WHAT TO DO: Would you retype all of these records exactly?

DATA IN THIS EXERCISE:
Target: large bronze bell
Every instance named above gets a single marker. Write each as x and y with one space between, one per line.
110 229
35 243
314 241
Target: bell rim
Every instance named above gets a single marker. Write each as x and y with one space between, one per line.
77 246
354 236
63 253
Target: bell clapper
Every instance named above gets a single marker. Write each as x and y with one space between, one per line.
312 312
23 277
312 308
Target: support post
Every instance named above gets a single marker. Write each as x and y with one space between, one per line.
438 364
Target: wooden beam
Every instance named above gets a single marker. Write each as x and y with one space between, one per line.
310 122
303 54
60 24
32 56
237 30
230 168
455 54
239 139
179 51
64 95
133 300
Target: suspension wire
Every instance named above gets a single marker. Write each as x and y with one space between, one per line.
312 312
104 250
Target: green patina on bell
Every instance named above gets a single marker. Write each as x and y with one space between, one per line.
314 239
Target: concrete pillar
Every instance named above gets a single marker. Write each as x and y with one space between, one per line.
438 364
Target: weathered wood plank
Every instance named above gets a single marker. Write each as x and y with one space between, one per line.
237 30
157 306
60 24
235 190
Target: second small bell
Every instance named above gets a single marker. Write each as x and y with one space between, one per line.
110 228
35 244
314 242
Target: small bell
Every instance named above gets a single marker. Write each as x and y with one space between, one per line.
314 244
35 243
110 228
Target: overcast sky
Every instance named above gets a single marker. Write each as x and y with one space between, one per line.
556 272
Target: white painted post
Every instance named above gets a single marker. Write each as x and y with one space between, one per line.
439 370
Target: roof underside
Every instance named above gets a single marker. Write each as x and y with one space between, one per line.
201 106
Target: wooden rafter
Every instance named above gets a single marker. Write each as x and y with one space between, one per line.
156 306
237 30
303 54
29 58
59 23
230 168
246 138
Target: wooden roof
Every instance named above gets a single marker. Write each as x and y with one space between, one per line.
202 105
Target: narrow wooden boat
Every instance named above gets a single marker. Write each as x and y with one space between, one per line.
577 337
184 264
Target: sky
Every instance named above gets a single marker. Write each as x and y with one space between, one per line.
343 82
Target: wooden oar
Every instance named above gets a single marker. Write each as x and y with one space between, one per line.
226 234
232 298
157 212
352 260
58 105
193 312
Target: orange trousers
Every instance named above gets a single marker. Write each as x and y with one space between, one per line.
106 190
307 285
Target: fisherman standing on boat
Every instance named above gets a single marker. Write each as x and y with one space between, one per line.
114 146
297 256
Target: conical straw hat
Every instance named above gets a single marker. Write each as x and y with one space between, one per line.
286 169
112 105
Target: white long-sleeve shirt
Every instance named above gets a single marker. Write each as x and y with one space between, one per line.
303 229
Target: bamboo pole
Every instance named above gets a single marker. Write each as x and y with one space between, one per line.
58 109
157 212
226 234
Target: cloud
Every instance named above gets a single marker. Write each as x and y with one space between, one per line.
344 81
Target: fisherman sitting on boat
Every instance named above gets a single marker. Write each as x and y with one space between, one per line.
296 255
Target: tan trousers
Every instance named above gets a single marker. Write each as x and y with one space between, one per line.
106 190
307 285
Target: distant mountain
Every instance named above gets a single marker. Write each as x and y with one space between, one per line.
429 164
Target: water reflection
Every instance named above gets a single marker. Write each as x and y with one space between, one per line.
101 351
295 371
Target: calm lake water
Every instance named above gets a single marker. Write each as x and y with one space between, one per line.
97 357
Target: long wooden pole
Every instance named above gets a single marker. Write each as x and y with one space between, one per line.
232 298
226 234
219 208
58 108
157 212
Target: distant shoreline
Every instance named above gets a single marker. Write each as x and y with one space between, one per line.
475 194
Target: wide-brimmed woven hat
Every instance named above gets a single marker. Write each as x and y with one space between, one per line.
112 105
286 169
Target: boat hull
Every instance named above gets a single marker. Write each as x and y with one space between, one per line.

EXERCISE RESPONSE:
Target: large bronze bell
Every instance named above gets a single marker. Write each as x and y with one space between, one per line.
110 229
35 243
314 241
Target: bell rim
Every instance named above gets a single marker. Write each as x and y with one space between, one per line.
77 246
354 236
63 253
Target: bell clapper
Every instance named above gets a single marker. Write each as x and y with one space between, one per line.
312 312
23 277
312 308
Target: support post
Every instance named above gets a single marker. Write each as x and y with one space between, one per line.
438 364
Target: wooden beam
Every instance named above gets a single marker. Write each as x and y with one space between, one per line.
310 122
303 54
60 24
32 56
237 30
230 168
455 54
239 139
179 51
64 95
133 300
Target: suspension wire
Every instance named above gets a single marker. Write each as x and y with one space between, one per line.
312 312
104 250
Target: green patina on bell
Every instance named above gets a single marker. Write each as x and y with one space between, one per line.
314 239
Target: concrete pillar
Every instance named above gets a single marker. Write each as x and y with one space between, one per line.
438 364
Target: weathered wood plank
Every instance named above gets a single marker. Write each as x and y with one space between, one per line.
237 30
157 306
60 24
235 190
Target: second small bell
Every instance named above gets a single marker. Write each as x and y with one space between, one per line.
110 228
35 244
314 242
Target: small bell
Every instance named above gets a single marker. Write each as x and y with one space between, one per line.
314 244
35 243
110 228
Target: overcast sky
Every instance named above gets a single marker. Write each as x and y with one space between, one per line.
556 272
Target: white painted post
Every instance named above gets a single marker. Write each as x and y with one space between, one per line.
439 370
Target: roof underside
Every instance named above gets a single marker. Write each as x and y with one space between, one per line.
201 106
Target: wooden rafter
Every instance named above gets a single marker. Write each as x and y with one space between, one per line.
156 306
237 30
303 54
29 58
59 23
230 168
246 138
Target: wooden roof
Every instance named above gets a single marker. Write each as x and y with one space between, one per line.
202 105
Target: narrow wooden boat
Every instance named above gets a single marker. Write each as x and y with one space between, one per line.
577 337
184 264
Target: sky
Every instance named above gets a single marker. Write each as x and y with one space between, one per line.
343 82
Target: wooden oar
Every instance named above gets a single marker. Write each as x and y with one space between, one per line.
226 234
232 298
157 212
352 260
58 105
193 312
Target: orange trousers
Every instance named above gets a single marker. Write each as x and y with one space between, one per line.
106 190
307 285
Target: fisherman standing on boat
Every instance named above gets a single marker. Write each as x and y with one space between, one per line.
114 146
297 256
Target: conical straw hat
Every instance named above gets a single marker. Write each as x and y with one space between, one per line.
286 169
112 105
Target: white long-sleeve shirt
Every instance named above gets a single marker. Write each as x and y with one space between, one per line.
303 229
Target: bamboo pole
Every instance named above gets a single marker. Write each as x and y with one space between, one per line.
58 109
157 212
226 234
Target: cloud
Every instance named above gets a single marker. Write each as x and y with one space between, one per line.
344 81
Target: fisherman sitting on boat
Every instance named above gets a single marker. Write each as x and y with one space between, one per line.
296 255
Target: tan trousers
Every instance named above gets a single marker. Write each as x and y with one space between, one per line.
106 190
307 285
Target: distant mountain
Every instance named above gets a single marker. Write each as x and y with one space between, one per line.
429 164
Target: water reflection
Every instance named above gets a single marker. Write each as x and y with one space between, one per line.
101 351
295 371
Target: calm lake water
Every instance named above gets a single marker. Write each as x and y with one space between, one per line.
97 357
Target: long wooden pole
Every instance named above gets a single marker. Write each as x and y with one space between, one per line.
232 298
226 234
219 208
58 108
157 212
Target: distant shoreline
Every instance named above gets a single marker. Write each as x and y with one space between, one per line.
475 194
Target: wide-brimmed woven hat
Every instance named above gets a single marker. Write each as x and y with one space between, one per line.
112 105
286 169
Target: boat hull
Every instance named above gets a single marker. Write each as x and y with one space between, one per line.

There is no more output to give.